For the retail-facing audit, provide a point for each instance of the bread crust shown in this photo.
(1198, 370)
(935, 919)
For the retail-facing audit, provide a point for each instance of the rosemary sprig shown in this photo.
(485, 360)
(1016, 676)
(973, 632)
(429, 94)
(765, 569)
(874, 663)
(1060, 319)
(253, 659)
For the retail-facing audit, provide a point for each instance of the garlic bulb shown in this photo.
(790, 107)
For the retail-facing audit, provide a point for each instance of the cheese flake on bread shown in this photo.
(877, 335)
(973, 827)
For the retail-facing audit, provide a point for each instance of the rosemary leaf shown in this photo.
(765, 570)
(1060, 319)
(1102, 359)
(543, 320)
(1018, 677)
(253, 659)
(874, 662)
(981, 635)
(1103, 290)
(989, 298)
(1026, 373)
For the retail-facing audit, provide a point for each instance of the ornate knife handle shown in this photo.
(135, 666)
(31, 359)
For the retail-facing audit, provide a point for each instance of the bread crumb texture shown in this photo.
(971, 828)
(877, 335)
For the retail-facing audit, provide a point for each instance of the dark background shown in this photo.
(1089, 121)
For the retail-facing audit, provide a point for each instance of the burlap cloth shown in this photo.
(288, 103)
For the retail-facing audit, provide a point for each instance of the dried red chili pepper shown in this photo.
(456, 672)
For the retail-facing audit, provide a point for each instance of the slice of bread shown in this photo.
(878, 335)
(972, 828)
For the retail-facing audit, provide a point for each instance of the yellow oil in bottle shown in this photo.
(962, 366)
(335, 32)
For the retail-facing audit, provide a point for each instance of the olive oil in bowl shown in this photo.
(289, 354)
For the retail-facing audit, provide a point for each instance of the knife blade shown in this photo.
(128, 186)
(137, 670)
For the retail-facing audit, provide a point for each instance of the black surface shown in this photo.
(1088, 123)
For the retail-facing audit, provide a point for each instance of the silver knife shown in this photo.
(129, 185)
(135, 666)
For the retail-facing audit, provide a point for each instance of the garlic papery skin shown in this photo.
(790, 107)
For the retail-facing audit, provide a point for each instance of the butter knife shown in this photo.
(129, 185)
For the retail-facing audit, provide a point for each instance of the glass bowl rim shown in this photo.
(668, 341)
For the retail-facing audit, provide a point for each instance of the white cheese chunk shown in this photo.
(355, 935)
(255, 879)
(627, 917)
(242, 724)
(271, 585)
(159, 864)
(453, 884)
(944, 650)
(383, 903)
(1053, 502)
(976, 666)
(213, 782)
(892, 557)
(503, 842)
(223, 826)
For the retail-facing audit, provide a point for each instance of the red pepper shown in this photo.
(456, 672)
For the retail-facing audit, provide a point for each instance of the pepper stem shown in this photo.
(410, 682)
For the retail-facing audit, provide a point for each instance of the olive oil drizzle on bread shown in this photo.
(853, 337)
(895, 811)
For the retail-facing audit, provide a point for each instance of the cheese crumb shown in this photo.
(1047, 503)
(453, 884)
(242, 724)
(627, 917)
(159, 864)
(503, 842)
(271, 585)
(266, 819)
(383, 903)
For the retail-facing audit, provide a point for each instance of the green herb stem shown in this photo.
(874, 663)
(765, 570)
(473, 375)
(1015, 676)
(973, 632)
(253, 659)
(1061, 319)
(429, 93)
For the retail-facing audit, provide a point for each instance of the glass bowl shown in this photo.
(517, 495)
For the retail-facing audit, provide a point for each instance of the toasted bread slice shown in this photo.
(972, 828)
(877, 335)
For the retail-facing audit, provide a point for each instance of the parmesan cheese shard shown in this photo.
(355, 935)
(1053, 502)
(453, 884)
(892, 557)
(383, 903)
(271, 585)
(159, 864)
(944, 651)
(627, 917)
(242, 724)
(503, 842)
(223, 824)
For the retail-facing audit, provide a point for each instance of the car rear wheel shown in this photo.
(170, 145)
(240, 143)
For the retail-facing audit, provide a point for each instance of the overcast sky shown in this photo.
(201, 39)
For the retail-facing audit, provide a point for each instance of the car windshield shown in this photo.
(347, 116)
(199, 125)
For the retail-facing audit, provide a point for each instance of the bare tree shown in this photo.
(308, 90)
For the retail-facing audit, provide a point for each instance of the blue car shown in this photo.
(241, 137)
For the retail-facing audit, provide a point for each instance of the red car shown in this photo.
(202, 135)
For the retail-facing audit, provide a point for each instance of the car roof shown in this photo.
----
What you will do:
Each record above should be output again exactly.

Complete output:
For the retail-facing audit, provide a point for each instance of the bread crust shown in this photo.
(1198, 370)
(935, 919)
For the retail-facing audit, provide a point for each instance of the rosemary sprig shown in this photo.
(485, 360)
(1016, 676)
(973, 632)
(429, 94)
(765, 569)
(874, 663)
(1060, 319)
(253, 659)
For the retail-facing audit, provide a point for each instance of the garlic bulb shown in this photo.
(790, 107)
For the retail-facing audit, provide a point for each instance of the cheese flake on bread shown in this photo.
(877, 335)
(973, 827)
For the retail-facing audit, provide a point for each instance of the rosemary leaf shown in this photo.
(765, 570)
(1060, 319)
(1102, 359)
(543, 320)
(1018, 677)
(253, 659)
(874, 662)
(981, 635)
(1103, 290)
(989, 298)
(1026, 373)
For the retail-facing audit, provide a point for each instance of the ornate knife handle shown in this photo.
(135, 666)
(31, 359)
For the retail-facing audit, provide a point for each instance of the bread crumb texture shown in this photo.
(971, 828)
(877, 335)
For the retail-facing audit, provide a point for each instance of the dark background shown in this photo.
(1089, 121)
For the retail-facing audit, provide a point for each instance of the burlap cloth shown in this photo.
(288, 103)
For the retail-facing audit, provide a point for each instance of the dried red chili pepper shown in this photo.
(456, 672)
For the retail-facing audit, provide a point for each instance of the slice of bread shown in this photo.
(878, 335)
(972, 828)
For the retail-facing audit, provide a point for each instance of the yellow oil in bottle shown in this photo.
(962, 366)
(335, 32)
For the retail-facing audit, provide a point for each instance of the olive oil in bowl shown in this photo.
(289, 354)
For the retail-facing audit, provide a point for each instance of the knife blade shown in this photo.
(128, 186)
(137, 670)
For the retail-facing audit, provide a point for each instance of the black surface shown in this photo.
(1088, 123)
For the retail-facing audit, provide a point for each instance of the silver knife shown in this photo.
(129, 185)
(135, 666)
For the retail-facing audit, provide a point for each instance of the garlic papery skin shown in this photo.
(790, 107)
For the retail-facing audit, provide a point for each instance of the butter knife shown in this photo.
(129, 185)
For the retail-facing audit, provide a point for each instance of the glass bowl rim shown in this photo.
(668, 341)
For the retail-facing audit, provide a point for each instance of the white cheese chunk shown in this photo.
(355, 935)
(255, 879)
(627, 917)
(242, 724)
(271, 585)
(159, 864)
(453, 884)
(944, 650)
(383, 903)
(1053, 502)
(976, 666)
(213, 782)
(892, 557)
(503, 842)
(223, 826)
For the retail-facing audit, provide a point for each instance of the red pepper shown in this photo.
(456, 672)
For the retail-facing audit, provide a point for each instance of the pepper stem shown in this photo.
(410, 682)
For the retail-facing audit, provide a point for each instance of the olive oil drizzle on bread shown in this photo.
(853, 337)
(895, 811)
For the retail-facing audit, provide a point for each instance of the cheese crumb shown in this photo.
(1047, 503)
(453, 884)
(242, 724)
(627, 917)
(159, 864)
(503, 842)
(271, 585)
(266, 819)
(383, 903)
For the retail-facing audit, provide a point for each instance of the green herb stem shown in this photo.
(874, 663)
(765, 570)
(473, 375)
(1015, 676)
(973, 632)
(253, 659)
(1061, 319)
(429, 93)
For the retail-facing audit, provide a point for each instance of the glass bowl shown in this photo.
(517, 495)
For the retail-facing audit, provide a point for each instance of the toasted bread slice shown in this photo.
(972, 828)
(877, 335)
For the retail-facing audit, provide a point for each instance of the parmesan cheese shard shown in this photo.
(355, 935)
(1053, 502)
(453, 884)
(892, 557)
(383, 903)
(271, 585)
(159, 864)
(944, 651)
(627, 917)
(242, 724)
(503, 842)
(223, 824)
For the retail-facing audit, provide a point for each instance of the car rear wheel shown in this photo.
(170, 145)
(240, 143)
For the retail-facing audit, provide a point for each instance of the overcast sky shown in this photo.
(201, 39)
For the retail-facing audit, provide a point for each instance of the car windshield shown in this photo.
(347, 116)
(199, 125)
For the retail-facing audit, provide a point for each instance of the bare tree shown in this photo.
(308, 90)
For the retail-facing audit, provide a point for each instance of the blue car shown in this photo.
(241, 137)
For the retail-facing audit, provide a point for each instance of the red car shown in this photo.
(202, 135)
For the retail-facing audit, provide a point for each instance of the car roof shown in this photo.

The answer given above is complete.